Task details: For the full listing below, write out each entry exactly and exclude the images.

++++++++

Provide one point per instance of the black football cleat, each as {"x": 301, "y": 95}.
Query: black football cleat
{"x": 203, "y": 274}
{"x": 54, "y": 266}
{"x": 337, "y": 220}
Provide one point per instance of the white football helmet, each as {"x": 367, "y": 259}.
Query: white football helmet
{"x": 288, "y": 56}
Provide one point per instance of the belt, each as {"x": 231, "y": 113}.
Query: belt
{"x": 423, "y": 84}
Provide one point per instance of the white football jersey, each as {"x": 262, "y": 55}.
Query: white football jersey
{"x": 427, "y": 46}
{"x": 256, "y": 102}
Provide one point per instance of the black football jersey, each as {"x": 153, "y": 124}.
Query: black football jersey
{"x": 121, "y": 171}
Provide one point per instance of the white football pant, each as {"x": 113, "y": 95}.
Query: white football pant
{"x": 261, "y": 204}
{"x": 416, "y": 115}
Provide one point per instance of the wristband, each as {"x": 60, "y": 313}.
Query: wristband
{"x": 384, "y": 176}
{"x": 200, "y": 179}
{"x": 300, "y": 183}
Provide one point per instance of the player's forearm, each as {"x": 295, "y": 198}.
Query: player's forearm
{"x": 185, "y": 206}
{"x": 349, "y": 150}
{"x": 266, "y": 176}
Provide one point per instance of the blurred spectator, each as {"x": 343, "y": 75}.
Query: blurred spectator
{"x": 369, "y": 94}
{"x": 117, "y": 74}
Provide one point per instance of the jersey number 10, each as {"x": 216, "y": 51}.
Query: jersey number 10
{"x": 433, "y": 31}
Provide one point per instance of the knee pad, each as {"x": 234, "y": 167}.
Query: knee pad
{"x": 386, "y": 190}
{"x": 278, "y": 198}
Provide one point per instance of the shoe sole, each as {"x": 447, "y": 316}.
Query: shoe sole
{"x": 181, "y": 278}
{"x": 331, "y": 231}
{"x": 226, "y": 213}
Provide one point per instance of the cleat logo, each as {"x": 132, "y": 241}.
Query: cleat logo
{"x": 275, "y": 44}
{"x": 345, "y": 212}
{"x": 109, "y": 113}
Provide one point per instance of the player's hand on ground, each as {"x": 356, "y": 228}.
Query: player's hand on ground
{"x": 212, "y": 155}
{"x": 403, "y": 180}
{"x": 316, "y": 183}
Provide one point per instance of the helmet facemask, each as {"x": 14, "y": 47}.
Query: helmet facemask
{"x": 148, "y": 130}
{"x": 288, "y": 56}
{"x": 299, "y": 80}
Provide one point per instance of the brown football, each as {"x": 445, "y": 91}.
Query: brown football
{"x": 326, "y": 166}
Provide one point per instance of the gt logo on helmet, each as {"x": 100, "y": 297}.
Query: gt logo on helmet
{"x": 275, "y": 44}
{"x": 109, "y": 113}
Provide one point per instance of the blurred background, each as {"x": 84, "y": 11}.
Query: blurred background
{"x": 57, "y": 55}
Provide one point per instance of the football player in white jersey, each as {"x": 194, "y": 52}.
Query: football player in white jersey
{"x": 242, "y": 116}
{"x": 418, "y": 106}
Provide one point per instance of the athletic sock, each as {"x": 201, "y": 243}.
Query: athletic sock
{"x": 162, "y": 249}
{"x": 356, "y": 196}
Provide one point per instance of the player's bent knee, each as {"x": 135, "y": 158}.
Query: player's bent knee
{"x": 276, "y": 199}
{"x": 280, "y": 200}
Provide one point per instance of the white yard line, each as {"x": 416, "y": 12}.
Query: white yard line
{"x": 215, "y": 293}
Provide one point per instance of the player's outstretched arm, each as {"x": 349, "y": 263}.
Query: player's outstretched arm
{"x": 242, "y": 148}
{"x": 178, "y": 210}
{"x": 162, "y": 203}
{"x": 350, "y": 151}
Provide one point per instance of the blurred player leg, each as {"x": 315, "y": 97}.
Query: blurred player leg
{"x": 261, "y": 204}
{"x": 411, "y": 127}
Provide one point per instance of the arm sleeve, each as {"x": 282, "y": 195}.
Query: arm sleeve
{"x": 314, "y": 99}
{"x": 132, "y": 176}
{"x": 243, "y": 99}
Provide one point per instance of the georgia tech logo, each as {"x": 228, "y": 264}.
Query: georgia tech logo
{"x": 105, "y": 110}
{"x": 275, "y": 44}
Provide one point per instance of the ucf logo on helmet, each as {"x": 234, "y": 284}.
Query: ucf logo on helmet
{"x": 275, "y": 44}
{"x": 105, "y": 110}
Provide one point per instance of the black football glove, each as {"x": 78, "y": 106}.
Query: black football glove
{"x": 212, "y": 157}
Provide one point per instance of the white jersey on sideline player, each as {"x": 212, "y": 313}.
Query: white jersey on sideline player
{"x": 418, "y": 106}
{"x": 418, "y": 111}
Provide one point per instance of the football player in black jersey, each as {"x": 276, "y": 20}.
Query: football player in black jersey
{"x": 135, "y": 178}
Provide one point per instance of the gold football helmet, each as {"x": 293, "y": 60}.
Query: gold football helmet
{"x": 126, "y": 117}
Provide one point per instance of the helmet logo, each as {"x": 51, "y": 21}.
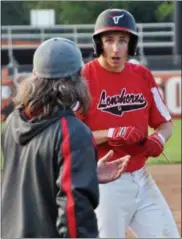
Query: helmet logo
{"x": 116, "y": 18}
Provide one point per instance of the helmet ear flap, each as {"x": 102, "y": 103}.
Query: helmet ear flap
{"x": 132, "y": 45}
{"x": 97, "y": 46}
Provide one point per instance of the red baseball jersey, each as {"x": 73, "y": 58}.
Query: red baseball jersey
{"x": 127, "y": 98}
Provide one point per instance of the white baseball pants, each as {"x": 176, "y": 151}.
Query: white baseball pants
{"x": 134, "y": 201}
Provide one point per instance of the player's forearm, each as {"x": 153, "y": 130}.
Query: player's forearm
{"x": 165, "y": 130}
{"x": 100, "y": 136}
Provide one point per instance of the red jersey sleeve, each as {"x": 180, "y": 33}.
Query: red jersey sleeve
{"x": 158, "y": 112}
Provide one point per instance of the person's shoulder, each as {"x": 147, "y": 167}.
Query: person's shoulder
{"x": 137, "y": 67}
{"x": 79, "y": 132}
{"x": 141, "y": 70}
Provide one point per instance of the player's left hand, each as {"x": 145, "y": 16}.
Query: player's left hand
{"x": 110, "y": 171}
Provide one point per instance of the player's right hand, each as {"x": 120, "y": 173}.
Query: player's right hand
{"x": 153, "y": 146}
{"x": 124, "y": 136}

++++++++

Problem solution:
Provide one point per instance of the black football cleat, each as {"x": 301, "y": 95}.
Query: black football cleat
{"x": 203, "y": 274}
{"x": 54, "y": 266}
{"x": 337, "y": 220}
Provide one point per instance of the white football helmet, each as {"x": 367, "y": 259}.
Query: white football helmet
{"x": 288, "y": 56}
Provide one point per instance of the belt, each as {"x": 231, "y": 113}.
Query: belt
{"x": 423, "y": 84}
Provide one point per instance of the white football jersey, each as {"x": 262, "y": 55}.
Query: white football jersey
{"x": 427, "y": 46}
{"x": 256, "y": 102}
Provide one point per instance of the black football jersey, each as {"x": 153, "y": 124}.
Query: black football jersey
{"x": 121, "y": 171}
Provide one point per instance of the white football pant, each as {"x": 113, "y": 95}.
Query: white football pant
{"x": 261, "y": 204}
{"x": 416, "y": 115}
Provide one point per instance of the wristband, each as {"x": 60, "y": 313}.
Query: wristband
{"x": 384, "y": 176}
{"x": 200, "y": 179}
{"x": 300, "y": 183}
Provide one point per instance of the player's forearm, each as {"x": 295, "y": 198}.
Query: player's forearm
{"x": 185, "y": 206}
{"x": 349, "y": 150}
{"x": 266, "y": 176}
Provide one point per instance of the blurred spectator, each as {"x": 343, "y": 75}.
Query: blurred spectator
{"x": 369, "y": 94}
{"x": 117, "y": 74}
Provide one point per instance of the jersey number 10, each as {"x": 216, "y": 51}.
Query: jersey number 10
{"x": 433, "y": 31}
Provide one point per instance of the knee pad, each as {"x": 234, "y": 167}.
Query: knee pad
{"x": 386, "y": 190}
{"x": 278, "y": 198}
Provide one point per instance of the shoe sole, each as {"x": 447, "y": 316}.
Query: shoe sole
{"x": 181, "y": 278}
{"x": 331, "y": 231}
{"x": 226, "y": 213}
Provide one point per instance of the cleat logo, each as {"x": 132, "y": 241}.
Query: cleat logo
{"x": 275, "y": 44}
{"x": 345, "y": 212}
{"x": 109, "y": 113}
Provide one point per instance of the player's hand on ground, each as {"x": 356, "y": 228}.
Query: player's hand on ground
{"x": 212, "y": 155}
{"x": 403, "y": 180}
{"x": 316, "y": 183}
Provide one point per instance of the helmet facemask, each as {"x": 14, "y": 47}.
Query: helmet facemask
{"x": 148, "y": 130}
{"x": 288, "y": 56}
{"x": 299, "y": 80}
Provide one point per instance of the brown football, each as {"x": 445, "y": 91}.
Query: brown football
{"x": 326, "y": 166}
Provide one point per instance of the gt logo on helmet, each as {"x": 100, "y": 297}.
Query: gt logo on helmet
{"x": 275, "y": 44}
{"x": 109, "y": 113}
Provide one point per instance of the blurred background, each as {"x": 84, "y": 11}.
Query: blurred background
{"x": 57, "y": 55}
Provide one point per instance of the football player in white jersey, each as {"x": 194, "y": 52}.
Query: football player in white jersey
{"x": 242, "y": 116}
{"x": 418, "y": 106}
Provide one point per instance of the athletic sock, each as {"x": 201, "y": 243}.
Query: athletic sock
{"x": 162, "y": 249}
{"x": 356, "y": 196}
Provide one point per instance of the player's bent knee, each as {"x": 135, "y": 158}.
Query: player's bent knee
{"x": 276, "y": 199}
{"x": 280, "y": 200}
Provide one point per instance of the white yard line, each as {"x": 416, "y": 12}.
Query: white yard line
{"x": 215, "y": 293}
Provide one point per instance of the player's outstretched arm, each as {"x": 349, "y": 263}.
Query: player's outstretched arm
{"x": 242, "y": 148}
{"x": 178, "y": 210}
{"x": 162, "y": 203}
{"x": 350, "y": 151}
Provide one point per instance of the blurred player leg, each as {"x": 315, "y": 97}.
Query: blurred player leg
{"x": 261, "y": 204}
{"x": 411, "y": 127}
Provide one point per instance of the arm sleeve, each as {"x": 282, "y": 195}.
Query: arm sleeve
{"x": 314, "y": 99}
{"x": 132, "y": 176}
{"x": 243, "y": 99}
Provide one point per instance of the georgia tech logo, each as {"x": 228, "y": 264}.
Query: georgia tech logo
{"x": 105, "y": 110}
{"x": 275, "y": 44}
Provide one point per instance of the ucf logo on helmet, each as {"x": 234, "y": 284}.
Query: ucf logo on helmet
{"x": 275, "y": 44}
{"x": 105, "y": 110}
Provide one point per instance of the black football glove, each as {"x": 78, "y": 106}.
Query: black football glove
{"x": 212, "y": 157}
Provide one point per instance of the white jersey on sideline player, each as {"x": 212, "y": 313}.
Query: white jersey on sideline player
{"x": 418, "y": 106}
{"x": 418, "y": 111}
Provide one point per instance of the football player in black jersey, each as {"x": 276, "y": 20}.
Query: football player in black jersey
{"x": 135, "y": 178}
Provide one point per instance of the gold football helmet, each as {"x": 293, "y": 60}.
Query: gold football helmet
{"x": 126, "y": 117}
Provide one point per instance of the helmet logo, each as {"x": 51, "y": 21}.
Query: helmet logo
{"x": 116, "y": 18}
Provide one point per instance of the helmet ear flap, each as {"x": 102, "y": 103}.
Query: helmet ear flap
{"x": 132, "y": 45}
{"x": 97, "y": 46}
Provide one point per instance of the red baseball jersey, each as {"x": 73, "y": 58}.
Query: red baseball jersey
{"x": 127, "y": 98}
Provide one point per instance of the white baseball pants, each as {"x": 176, "y": 151}.
Query: white baseball pants
{"x": 134, "y": 201}
Provide one point per instance of the player's forearm, each as {"x": 153, "y": 130}.
Query: player's forearm
{"x": 165, "y": 130}
{"x": 100, "y": 136}
Provide one point per instance of the red jersey sleeve, each as {"x": 180, "y": 33}.
Query: red jersey sleeve
{"x": 158, "y": 112}
Provide one point per instance of the person's shoulder, each as {"x": 147, "y": 167}.
Query: person's shoulder
{"x": 137, "y": 67}
{"x": 79, "y": 132}
{"x": 141, "y": 70}
Provide one point per instance of the player's left hand, each as {"x": 145, "y": 16}.
Query: player's left hand
{"x": 110, "y": 171}
Provide one point per instance of the player's right hand, each as {"x": 120, "y": 173}.
Query: player's right hand
{"x": 153, "y": 146}
{"x": 124, "y": 136}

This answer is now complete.